I found the first sentence of your letter rather intriguing. "Do other mothers do this & are other fathers dealing with this situation?" The implication here is that it is a gender related thing and I wonder why you might think it as such. Don't some fathers use sarcastic tones and facetious statements too?  Is this a gender issue or is it perhaps a power and control issue. My instinct tells me that you and your wife have some power and control issues that may be manifesting themselves in the raising of your children. 

If this is the case, perhaps you need marital counseling. If either you or your wife are doing things that have had harmful effects to your daughters, marriage counseling can make the transition to family counseling. One thing for sure; when it comes to raising kids, mothers and fathers need to be on the same page. A lot is at stake RR and I would make sure that you and your wife can both do good and consistent parenting.

happy(andinconsistentlyconstistent)shrink

 

Dear Happy,

Edna's got this wild idea about selling duct tape and making a fortune. I think you better talk to her. She's quit her job and here is the ad she took out in the Circle K weekly newspaper"

She's set up a stand at the entrance to the Trailer park and she says she's already sold 3 cases of duct tape. Can you imagine?

JeWitch

Dear JeWitch,

Yes I can imagine when I realize that she probably sold a case each, to Bubba, DUI and the Earl. I think her selling days will be over soon and she'll go back to being a WalMart greeter.

happy(I'llgetmyownbuggythankyouverymuch)shrink

 

And last but not least, some humor from Judiblueye:

A baby was born who was so advanced, he could talk. He looked around the delivery room and saw the doctor. "Are you my doctor?" he asked. "Yes, I am," said the doctor. The baby said, "Thank you for taking such good care of me during the birth." He looked at his mother and asked, "Are you my mother?" "Yes, I am," said the mother. "Thank you for taking such good care of me before I was born,"he said. He then looked at his father and asked, "Are you my father?"

(Phrase grounding data)
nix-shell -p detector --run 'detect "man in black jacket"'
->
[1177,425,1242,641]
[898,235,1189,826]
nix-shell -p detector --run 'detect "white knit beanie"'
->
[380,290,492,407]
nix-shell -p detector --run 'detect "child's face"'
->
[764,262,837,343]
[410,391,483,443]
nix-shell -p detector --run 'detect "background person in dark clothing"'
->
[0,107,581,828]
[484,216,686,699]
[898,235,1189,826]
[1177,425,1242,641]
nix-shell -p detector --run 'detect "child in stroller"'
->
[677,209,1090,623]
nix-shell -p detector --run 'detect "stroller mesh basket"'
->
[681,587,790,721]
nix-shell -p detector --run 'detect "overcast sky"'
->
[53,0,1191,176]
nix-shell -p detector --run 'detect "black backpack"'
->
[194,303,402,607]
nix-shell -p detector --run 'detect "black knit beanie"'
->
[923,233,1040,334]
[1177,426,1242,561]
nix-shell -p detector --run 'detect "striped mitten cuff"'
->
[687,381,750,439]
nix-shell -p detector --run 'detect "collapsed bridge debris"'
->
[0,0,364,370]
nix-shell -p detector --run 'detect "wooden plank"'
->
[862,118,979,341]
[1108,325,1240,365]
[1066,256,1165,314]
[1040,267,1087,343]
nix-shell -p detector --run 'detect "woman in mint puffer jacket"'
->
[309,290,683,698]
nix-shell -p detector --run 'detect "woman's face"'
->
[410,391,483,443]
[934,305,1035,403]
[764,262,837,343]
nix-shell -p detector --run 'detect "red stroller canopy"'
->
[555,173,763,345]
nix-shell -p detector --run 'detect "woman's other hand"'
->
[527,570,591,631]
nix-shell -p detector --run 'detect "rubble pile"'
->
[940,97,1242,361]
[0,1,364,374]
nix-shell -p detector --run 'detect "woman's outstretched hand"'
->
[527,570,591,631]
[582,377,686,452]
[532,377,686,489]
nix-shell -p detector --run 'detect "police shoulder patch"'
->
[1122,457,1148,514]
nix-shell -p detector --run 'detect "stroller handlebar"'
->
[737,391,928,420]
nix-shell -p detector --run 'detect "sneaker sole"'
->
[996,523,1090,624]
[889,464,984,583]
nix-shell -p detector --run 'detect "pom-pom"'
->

Prompt:
Reproduce the passage of the advice column above between "I found the" and "of your children.", inclusive.

The answer:
I found the first sentence of your letter rather intriguing. "Do other mothers do this & are other fathers dealing with this situation?" The implication here is that it is a gender related thing and I wonder why you might think it as such. Don't some fathers use sarcastic tones and facetious statements too?  Is this a gender issue or is it perhaps a power and control issue. My instinct tells me that you and your wife have some power and control issues that may be manifesting themselves in the raising of your children.